* **Set problem A**: Please duplicate part of the Liverpool column, beginning with the words "Whereas I have" and ending after "watch our lads.".
* **Set problem B**: Carry the Liverpool column forward by writing the section that follows its final line.

With speculation around what has caused Liverpool to lose their spark recently, Josh Sexton writes that it may be the absence of fans being felt by all…
NO two people view football the same way.
It sounds simple and it’s hard to disagree with, but if you assess football’s coverage in this day and age you’d understand why it’s still worthy of note.
Social media has created a melting pot of football opinions in which everything in the sport is either black or white and all nuance is completely lost.
Mainstream media has no doubt played a part in further feeding into that and boosting the platform upon which this kind of mindless debate can get an airing.
You’re either pro or anti. Reactionary or level headed. A ‘Top Red’ or against the manager. No middle ground to be found. How can there be just two homogenous masses doing battle on either side of a debate?
When no two people view football the same way.
Look at Jürgen Klopp, for example. He’s built a backroom staff who each bring their own set of skills and qualities to the table. Coaches and analysts who see the game differently to each other and to Jürgen himself, but can bring all those different views together to create a successful football team.
Different views of the game used for good.
Of course that’s similar to being part of a crowd – having different views but all getting behind the team as one – and that’s something I’m missing incredibly at the moment, to the point where it became my main takeaway from the Manchester United game.
Whenever I feel like that I have to acknowledge that I’m spoiled. Because no two people view football the same way, so me not being able to get to Anfield at the moment is the norm to somebody who never gets the chance to watch Liverpool live.
Whereas I have become so accustomed to viewing the game from the middle of a sea of Red in L4 – with its absence of commentators, pundits and never ending betting adverts – a Sky/BT Sport subscription, or the equivalent in other countries, is the only way some supporters get to watch our lads.
Because no two people view football the same way.

* **Supplied data**:
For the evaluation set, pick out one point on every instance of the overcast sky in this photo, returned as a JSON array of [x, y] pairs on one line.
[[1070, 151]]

* **Exercise response A**:
Whereas I have become so accustomed to viewing the game from the middle of a sea of Red in L4 – with its absence of commentators, pundits and never ending betting adverts – a Sky/BT Sport subscription, or the equivalent in other countries, is the only way some supporters get to watch our lads.

* **Exercise response B**:
All of you reading this will know the feeling of missing Anfield in different ways. Maybe because it’s the mecca that you’ve never had chance to experience. Maybe you’ve been to Anfield once or twice and you miss not being able to get that feeling more often. Maybe you used to go regularly but you can’t anymore.
Well I suppose the above pretty much covers all of us now, doesn’t it? But no two people view football the same way.
I can’t put into words how much I’m missing it. Everything about it. The brekkie in town before the game. Packing into a pub to watch the early game if there’s one on. Bouncing down to the ground full of beans after your rivals drop points. Shouting and screaming in support of The Reds for 90 minutes plus.
Even if that’s not your usual matchday routine, you’ll know that what we’ve got now is a far cry from what we had. You’ll have felt it in some way.
You might have previously been able to pack into a pub or supporters club full of like-minded people, grabbed yourself a drink and tried your best to sing and shout over the speaker system piping 50,000 Scouse voices into your ears.
Your current matchday routine might not have actually altered at all. It might still involve grabbing a coffee or beer, getting yourself draped in our colours and sticking yourself on the couch ready to watch another Liverpool win. But even that’s not the same without the 50,000 lunatics leading Liverpool on.
While no two people view football the same way, we can surely all agree (for once) that the experience of the matchday has lost some of its sparkle. The fake crowd noise has faded for me, it no longer creates the same illusion. The commentators, pundits and betting adverts have grated on me.
But most importantly I feel like it’s diluted it for our lads too. They look as lost as ever without us.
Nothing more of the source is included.